(Directions):
Reproduce each line of the listing exactly.

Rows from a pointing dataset
★ ★ ★
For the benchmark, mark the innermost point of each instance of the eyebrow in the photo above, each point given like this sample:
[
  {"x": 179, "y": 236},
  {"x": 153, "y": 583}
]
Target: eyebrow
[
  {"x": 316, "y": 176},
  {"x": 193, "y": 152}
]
★ ★ ★
(Result of the exercise):
For the benchmark, mark the innermost point of each instance of the eyebrow in the photo above, each point given like this sample:
[
  {"x": 179, "y": 236},
  {"x": 153, "y": 583}
]
Target: eyebrow
[
  {"x": 316, "y": 176},
  {"x": 193, "y": 152}
]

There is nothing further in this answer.